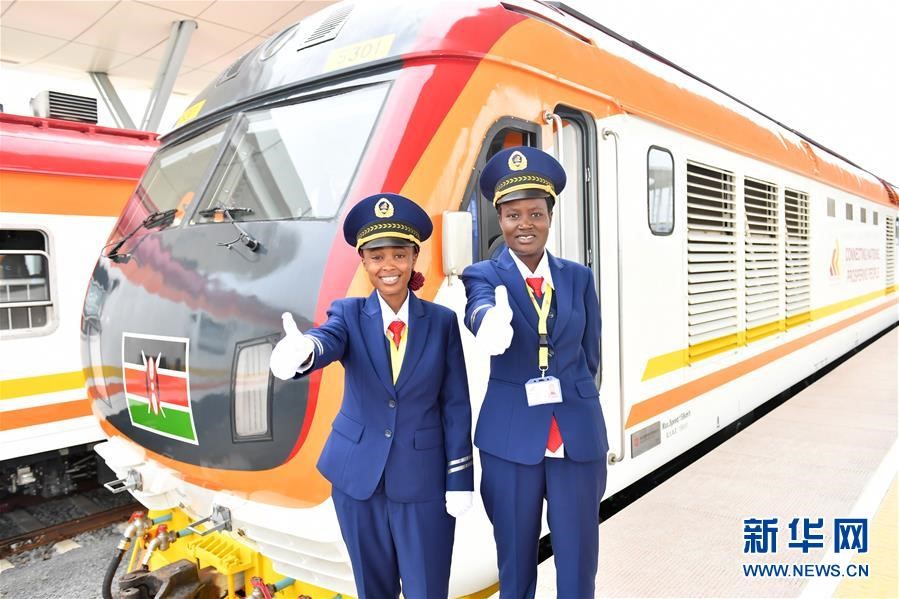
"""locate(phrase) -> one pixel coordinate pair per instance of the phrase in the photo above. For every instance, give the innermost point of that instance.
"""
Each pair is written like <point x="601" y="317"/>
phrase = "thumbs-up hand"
<point x="495" y="333"/>
<point x="292" y="351"/>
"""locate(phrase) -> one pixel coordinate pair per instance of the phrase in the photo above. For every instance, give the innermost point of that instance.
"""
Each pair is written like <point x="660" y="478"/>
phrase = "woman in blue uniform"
<point x="399" y="454"/>
<point x="540" y="431"/>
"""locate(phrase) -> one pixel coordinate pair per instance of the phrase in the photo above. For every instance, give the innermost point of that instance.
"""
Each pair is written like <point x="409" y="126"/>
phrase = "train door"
<point x="487" y="239"/>
<point x="577" y="223"/>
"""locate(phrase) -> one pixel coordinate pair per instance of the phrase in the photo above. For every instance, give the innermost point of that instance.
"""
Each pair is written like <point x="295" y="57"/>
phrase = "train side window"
<point x="660" y="190"/>
<point x="487" y="238"/>
<point x="252" y="391"/>
<point x="25" y="301"/>
<point x="295" y="160"/>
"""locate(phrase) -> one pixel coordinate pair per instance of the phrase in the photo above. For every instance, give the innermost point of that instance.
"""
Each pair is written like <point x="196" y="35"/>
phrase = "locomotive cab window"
<point x="271" y="171"/>
<point x="25" y="303"/>
<point x="487" y="237"/>
<point x="171" y="180"/>
<point x="660" y="190"/>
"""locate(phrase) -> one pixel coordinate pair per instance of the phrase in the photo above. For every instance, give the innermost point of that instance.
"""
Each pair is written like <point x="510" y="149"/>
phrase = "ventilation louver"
<point x="712" y="300"/>
<point x="891" y="250"/>
<point x="798" y="264"/>
<point x="68" y="107"/>
<point x="762" y="260"/>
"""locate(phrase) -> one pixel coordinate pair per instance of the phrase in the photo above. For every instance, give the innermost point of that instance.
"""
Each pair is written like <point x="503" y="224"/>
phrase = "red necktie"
<point x="396" y="330"/>
<point x="536" y="283"/>
<point x="555" y="436"/>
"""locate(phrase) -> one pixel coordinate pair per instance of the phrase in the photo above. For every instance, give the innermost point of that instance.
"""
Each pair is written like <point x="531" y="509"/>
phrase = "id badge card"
<point x="543" y="390"/>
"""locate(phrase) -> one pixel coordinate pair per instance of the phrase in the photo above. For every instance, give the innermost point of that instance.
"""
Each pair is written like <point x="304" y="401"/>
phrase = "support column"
<point x="168" y="71"/>
<point x="111" y="99"/>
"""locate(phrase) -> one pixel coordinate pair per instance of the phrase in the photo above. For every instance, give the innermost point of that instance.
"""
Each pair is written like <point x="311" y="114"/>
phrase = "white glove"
<point x="292" y="351"/>
<point x="495" y="333"/>
<point x="458" y="502"/>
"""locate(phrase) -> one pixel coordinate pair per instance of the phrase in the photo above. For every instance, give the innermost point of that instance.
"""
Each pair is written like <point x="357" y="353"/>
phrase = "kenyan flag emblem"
<point x="155" y="371"/>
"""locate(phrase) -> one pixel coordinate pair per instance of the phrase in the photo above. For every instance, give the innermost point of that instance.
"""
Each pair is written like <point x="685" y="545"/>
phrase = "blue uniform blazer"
<point x="417" y="433"/>
<point x="507" y="427"/>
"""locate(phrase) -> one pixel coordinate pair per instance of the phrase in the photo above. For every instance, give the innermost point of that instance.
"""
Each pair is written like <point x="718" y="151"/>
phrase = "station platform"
<point x="829" y="453"/>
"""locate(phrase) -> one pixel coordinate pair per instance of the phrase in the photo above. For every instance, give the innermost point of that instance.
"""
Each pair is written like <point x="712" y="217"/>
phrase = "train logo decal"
<point x="835" y="268"/>
<point x="157" y="385"/>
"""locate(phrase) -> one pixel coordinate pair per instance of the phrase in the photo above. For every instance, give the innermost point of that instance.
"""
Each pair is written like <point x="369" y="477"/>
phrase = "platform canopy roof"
<point x="128" y="39"/>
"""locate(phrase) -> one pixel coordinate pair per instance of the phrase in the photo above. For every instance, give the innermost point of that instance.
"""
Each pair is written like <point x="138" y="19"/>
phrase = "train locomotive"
<point x="63" y="185"/>
<point x="733" y="257"/>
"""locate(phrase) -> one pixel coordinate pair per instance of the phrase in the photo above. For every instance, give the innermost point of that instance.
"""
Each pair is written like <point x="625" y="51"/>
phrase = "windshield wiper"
<point x="242" y="237"/>
<point x="230" y="211"/>
<point x="156" y="219"/>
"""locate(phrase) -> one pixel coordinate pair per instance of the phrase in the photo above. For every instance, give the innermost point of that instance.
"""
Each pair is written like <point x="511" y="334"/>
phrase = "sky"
<point x="827" y="68"/>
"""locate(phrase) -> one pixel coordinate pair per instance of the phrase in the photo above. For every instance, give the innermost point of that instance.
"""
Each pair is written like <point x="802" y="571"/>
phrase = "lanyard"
<point x="542" y="334"/>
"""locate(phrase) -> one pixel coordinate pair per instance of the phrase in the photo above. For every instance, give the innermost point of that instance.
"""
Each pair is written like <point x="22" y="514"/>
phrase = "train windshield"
<point x="171" y="179"/>
<point x="293" y="161"/>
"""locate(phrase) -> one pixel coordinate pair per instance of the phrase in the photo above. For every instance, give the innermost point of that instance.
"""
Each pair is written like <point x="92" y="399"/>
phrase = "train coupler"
<point x="177" y="580"/>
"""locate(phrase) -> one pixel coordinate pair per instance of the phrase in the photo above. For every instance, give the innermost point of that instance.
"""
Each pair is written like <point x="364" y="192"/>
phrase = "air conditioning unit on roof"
<point x="69" y="107"/>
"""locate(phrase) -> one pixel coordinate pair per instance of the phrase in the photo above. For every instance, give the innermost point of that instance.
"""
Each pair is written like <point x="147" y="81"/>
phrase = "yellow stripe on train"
<point x="665" y="363"/>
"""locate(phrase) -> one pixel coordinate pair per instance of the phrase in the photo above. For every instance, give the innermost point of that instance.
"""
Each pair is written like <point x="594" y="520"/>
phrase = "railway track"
<point x="48" y="522"/>
<point x="57" y="532"/>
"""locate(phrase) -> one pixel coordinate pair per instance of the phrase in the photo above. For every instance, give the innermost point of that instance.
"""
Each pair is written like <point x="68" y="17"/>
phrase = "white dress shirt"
<point x="388" y="315"/>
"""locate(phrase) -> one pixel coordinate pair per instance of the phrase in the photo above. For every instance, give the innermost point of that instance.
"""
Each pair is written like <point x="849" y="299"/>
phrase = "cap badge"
<point x="517" y="161"/>
<point x="383" y="208"/>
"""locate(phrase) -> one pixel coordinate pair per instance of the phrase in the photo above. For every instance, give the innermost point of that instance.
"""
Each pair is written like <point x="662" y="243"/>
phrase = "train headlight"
<point x="252" y="391"/>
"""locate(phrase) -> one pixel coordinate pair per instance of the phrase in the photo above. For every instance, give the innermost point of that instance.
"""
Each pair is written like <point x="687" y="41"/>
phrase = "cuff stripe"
<point x="475" y="313"/>
<point x="318" y="344"/>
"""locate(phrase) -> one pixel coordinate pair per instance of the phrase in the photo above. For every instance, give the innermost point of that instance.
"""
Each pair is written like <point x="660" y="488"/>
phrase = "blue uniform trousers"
<point x="389" y="540"/>
<point x="513" y="498"/>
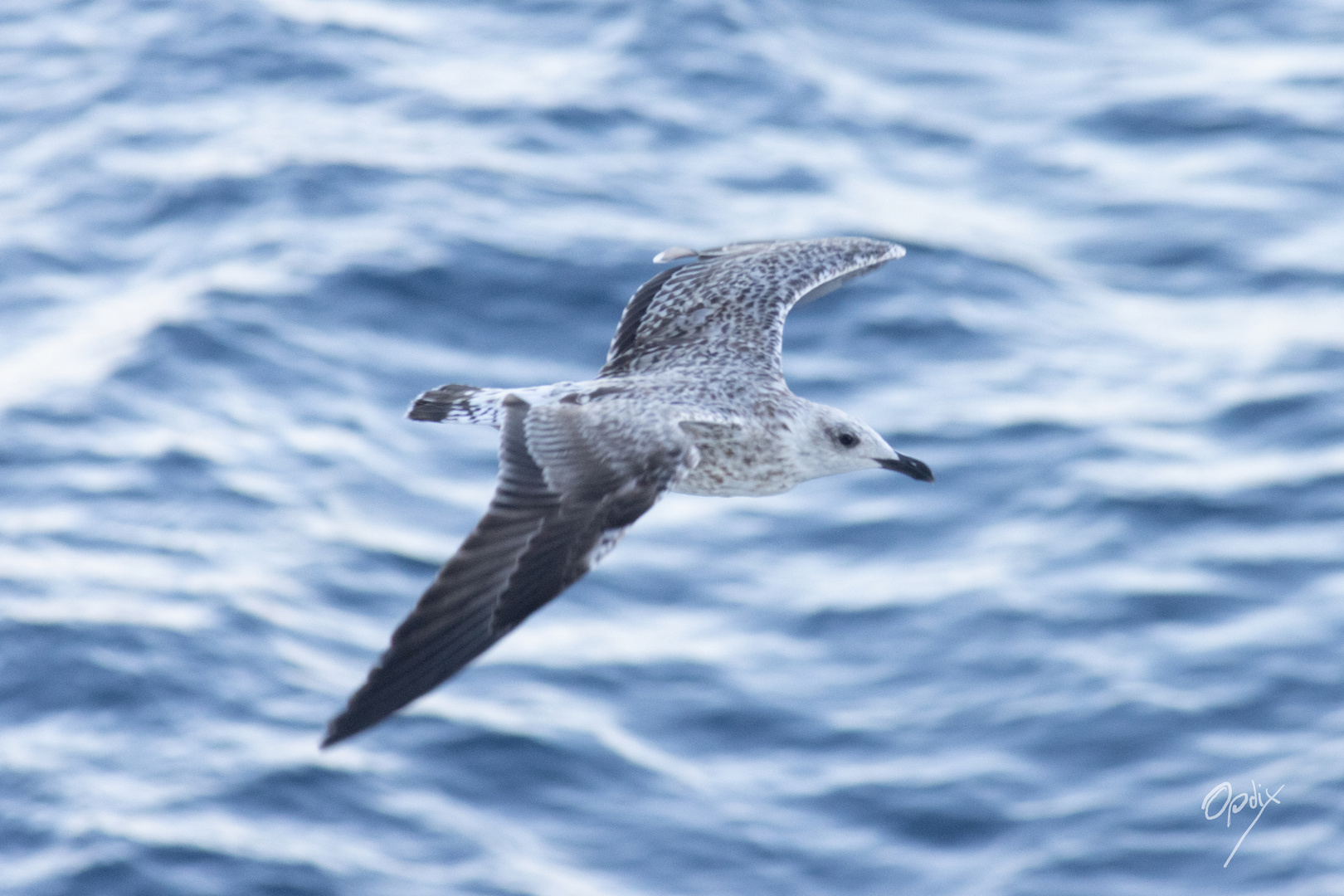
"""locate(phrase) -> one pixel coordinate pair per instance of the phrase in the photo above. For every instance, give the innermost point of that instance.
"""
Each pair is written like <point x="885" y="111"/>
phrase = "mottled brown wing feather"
<point x="726" y="309"/>
<point x="533" y="543"/>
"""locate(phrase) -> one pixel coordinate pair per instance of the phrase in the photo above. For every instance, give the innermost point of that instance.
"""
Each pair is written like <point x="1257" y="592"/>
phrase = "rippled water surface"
<point x="238" y="236"/>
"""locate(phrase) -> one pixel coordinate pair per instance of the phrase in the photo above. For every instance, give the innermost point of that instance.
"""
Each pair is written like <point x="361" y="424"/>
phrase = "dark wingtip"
<point x="908" y="465"/>
<point x="334" y="733"/>
<point x="427" y="411"/>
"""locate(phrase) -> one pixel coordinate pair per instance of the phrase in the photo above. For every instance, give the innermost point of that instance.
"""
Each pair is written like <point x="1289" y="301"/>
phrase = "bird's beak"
<point x="908" y="465"/>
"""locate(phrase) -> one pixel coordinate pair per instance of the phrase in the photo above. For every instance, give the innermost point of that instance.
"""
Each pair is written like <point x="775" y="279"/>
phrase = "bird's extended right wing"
<point x="728" y="306"/>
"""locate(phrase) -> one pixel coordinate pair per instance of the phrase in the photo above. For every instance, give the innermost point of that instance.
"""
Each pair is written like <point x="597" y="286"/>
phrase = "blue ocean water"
<point x="236" y="236"/>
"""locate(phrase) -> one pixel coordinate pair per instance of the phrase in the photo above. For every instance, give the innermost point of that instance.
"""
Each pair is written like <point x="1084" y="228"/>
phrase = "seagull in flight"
<point x="691" y="399"/>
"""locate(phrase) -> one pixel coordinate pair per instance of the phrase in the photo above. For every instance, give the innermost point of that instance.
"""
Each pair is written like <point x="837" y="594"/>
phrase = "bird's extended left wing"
<point x="559" y="504"/>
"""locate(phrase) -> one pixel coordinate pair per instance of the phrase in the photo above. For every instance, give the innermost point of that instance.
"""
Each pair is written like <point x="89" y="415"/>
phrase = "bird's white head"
<point x="832" y="442"/>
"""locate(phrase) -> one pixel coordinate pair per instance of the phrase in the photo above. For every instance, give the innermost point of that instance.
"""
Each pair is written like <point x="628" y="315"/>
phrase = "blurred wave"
<point x="236" y="240"/>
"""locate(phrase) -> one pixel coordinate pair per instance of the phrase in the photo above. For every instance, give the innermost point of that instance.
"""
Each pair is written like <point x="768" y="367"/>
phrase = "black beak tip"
<point x="910" y="466"/>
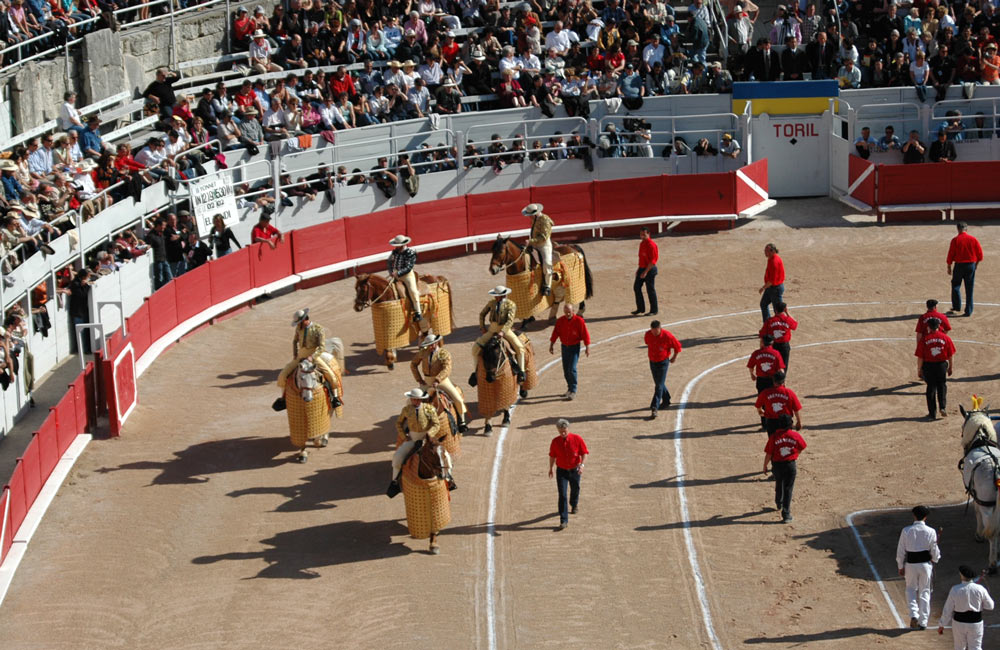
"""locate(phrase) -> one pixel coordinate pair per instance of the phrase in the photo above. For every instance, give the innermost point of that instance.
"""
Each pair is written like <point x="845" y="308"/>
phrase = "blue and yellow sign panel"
<point x="784" y="97"/>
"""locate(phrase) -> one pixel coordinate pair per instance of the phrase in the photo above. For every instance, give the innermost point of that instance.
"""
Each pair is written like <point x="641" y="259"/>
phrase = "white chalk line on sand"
<point x="678" y="465"/>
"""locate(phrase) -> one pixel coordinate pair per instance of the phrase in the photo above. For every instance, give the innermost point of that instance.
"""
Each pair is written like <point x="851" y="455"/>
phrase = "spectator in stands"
<point x="942" y="149"/>
<point x="864" y="144"/>
<point x="913" y="149"/>
<point x="265" y="233"/>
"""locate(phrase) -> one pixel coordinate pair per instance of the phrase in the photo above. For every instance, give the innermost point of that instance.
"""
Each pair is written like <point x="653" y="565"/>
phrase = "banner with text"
<point x="212" y="195"/>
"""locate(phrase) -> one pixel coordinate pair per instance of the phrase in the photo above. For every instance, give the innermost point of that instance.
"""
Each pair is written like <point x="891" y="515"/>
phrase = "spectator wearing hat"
<point x="942" y="149"/>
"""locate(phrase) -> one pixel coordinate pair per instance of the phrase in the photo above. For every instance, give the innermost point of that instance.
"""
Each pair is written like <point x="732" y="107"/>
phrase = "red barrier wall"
<point x="370" y="234"/>
<point x="628" y="198"/>
<point x="47" y="437"/>
<point x="269" y="265"/>
<point x="498" y="211"/>
<point x="567" y="203"/>
<point x="162" y="306"/>
<point x="437" y="220"/>
<point x="229" y="276"/>
<point x="193" y="292"/>
<point x="138" y="329"/>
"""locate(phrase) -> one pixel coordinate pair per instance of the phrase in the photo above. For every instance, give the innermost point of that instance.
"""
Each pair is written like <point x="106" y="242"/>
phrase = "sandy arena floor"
<point x="194" y="531"/>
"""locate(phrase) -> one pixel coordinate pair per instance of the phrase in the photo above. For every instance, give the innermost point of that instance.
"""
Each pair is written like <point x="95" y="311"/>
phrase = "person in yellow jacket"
<point x="431" y="367"/>
<point x="498" y="317"/>
<point x="417" y="421"/>
<point x="540" y="239"/>
<point x="309" y="342"/>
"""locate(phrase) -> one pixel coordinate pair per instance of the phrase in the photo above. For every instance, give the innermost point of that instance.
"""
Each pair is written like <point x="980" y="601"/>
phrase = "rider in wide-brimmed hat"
<point x="500" y="312"/>
<point x="431" y="367"/>
<point x="541" y="240"/>
<point x="417" y="421"/>
<point x="402" y="262"/>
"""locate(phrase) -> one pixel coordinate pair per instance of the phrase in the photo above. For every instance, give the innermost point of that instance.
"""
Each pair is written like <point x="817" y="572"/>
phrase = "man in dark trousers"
<point x="764" y="363"/>
<point x="782" y="450"/>
<point x="935" y="362"/>
<point x="776" y="401"/>
<point x="931" y="312"/>
<point x="645" y="275"/>
<point x="660" y="345"/>
<point x="779" y="327"/>
<point x="965" y="253"/>
<point x="567" y="452"/>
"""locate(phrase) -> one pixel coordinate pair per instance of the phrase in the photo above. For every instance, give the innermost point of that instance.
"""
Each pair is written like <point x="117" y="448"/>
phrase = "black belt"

□ □ □ □ □

Work required >>
List, in full, every line of the data above that includes the word "windshield".

Response >>
phrase = "windshield wiper"
phrase = "train windshield"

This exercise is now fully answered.